Transcribe exactly the lines from the first line of the records through the line containing "hey identify the whole", and leave out every picture.

[Dataset records]
Content starts
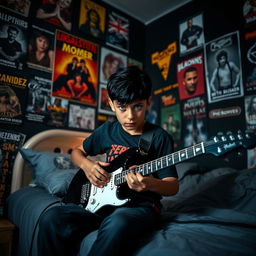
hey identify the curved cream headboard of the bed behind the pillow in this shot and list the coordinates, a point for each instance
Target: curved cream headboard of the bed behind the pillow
(50, 140)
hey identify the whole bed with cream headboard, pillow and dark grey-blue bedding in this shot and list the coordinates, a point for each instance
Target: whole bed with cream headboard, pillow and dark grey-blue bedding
(214, 212)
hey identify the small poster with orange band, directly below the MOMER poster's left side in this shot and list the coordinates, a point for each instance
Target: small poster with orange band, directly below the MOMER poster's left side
(57, 110)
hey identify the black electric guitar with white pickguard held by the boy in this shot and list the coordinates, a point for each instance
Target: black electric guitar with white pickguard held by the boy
(93, 198)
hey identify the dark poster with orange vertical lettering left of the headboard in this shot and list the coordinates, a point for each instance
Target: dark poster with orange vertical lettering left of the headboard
(10, 142)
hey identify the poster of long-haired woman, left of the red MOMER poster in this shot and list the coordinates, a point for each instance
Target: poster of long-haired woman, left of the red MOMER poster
(40, 49)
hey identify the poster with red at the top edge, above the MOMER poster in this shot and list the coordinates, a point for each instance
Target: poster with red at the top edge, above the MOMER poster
(57, 13)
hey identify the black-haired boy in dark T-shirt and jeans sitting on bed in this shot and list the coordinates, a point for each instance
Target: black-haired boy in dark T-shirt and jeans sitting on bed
(64, 227)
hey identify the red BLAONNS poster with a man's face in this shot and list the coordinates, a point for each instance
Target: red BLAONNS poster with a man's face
(190, 75)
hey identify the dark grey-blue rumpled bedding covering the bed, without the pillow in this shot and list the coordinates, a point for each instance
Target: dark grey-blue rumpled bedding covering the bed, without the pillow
(214, 213)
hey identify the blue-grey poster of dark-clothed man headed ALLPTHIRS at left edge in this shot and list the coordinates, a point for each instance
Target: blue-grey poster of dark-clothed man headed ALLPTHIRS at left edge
(13, 41)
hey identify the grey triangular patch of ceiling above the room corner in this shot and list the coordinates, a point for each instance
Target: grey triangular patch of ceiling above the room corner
(146, 11)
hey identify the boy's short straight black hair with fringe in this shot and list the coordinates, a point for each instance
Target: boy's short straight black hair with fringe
(129, 84)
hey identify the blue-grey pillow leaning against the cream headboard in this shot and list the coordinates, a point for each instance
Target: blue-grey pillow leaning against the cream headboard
(52, 171)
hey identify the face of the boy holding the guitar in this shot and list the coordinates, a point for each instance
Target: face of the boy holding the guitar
(131, 116)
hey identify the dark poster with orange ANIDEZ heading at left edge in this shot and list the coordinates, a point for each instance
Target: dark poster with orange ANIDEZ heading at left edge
(13, 93)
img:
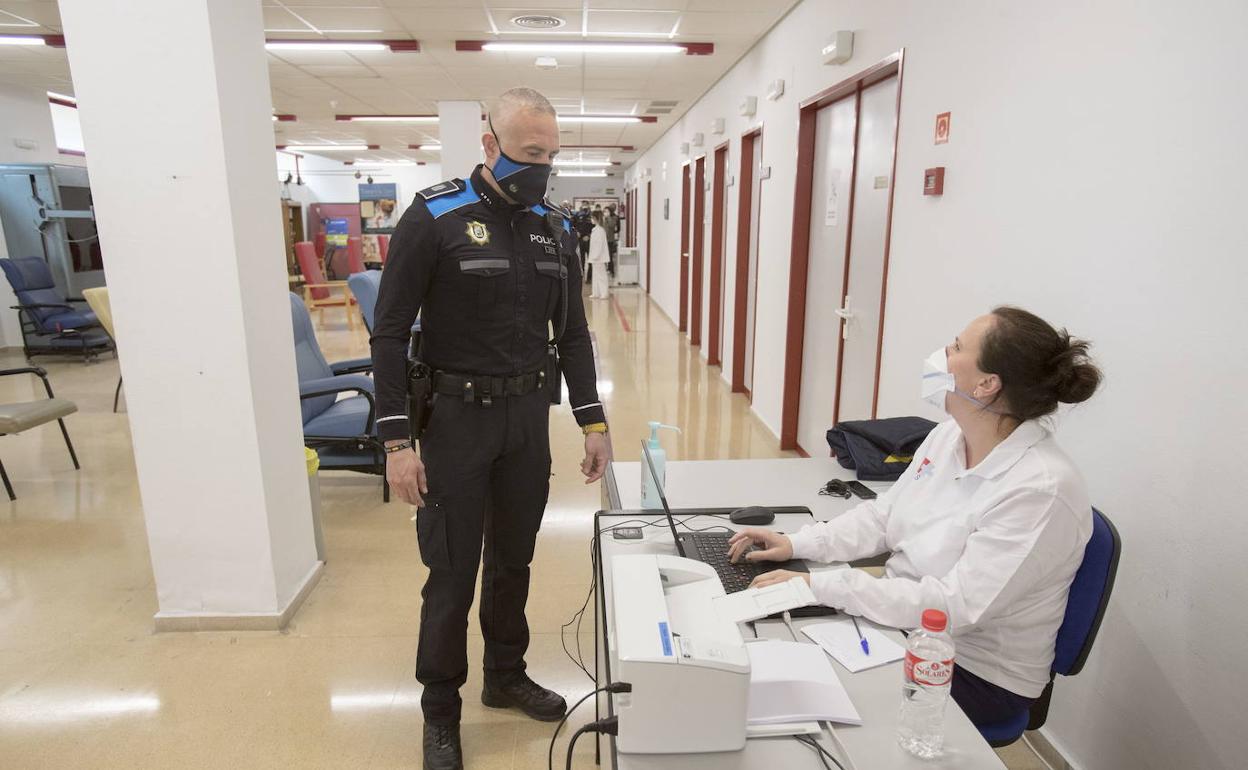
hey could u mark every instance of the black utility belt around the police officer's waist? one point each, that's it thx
Content ends
--- REPLY ---
hey identify the curved cream headboard of the bed behind the pillow in this shot and list the coordinates, a point for each instance
Target: curved cream headboard of the bed behind the pillow
(50, 140)
hey identify the whole bed with cream headboard, pillow and dark grey-blue bedding in this shot and list the coordinates, a point for each instance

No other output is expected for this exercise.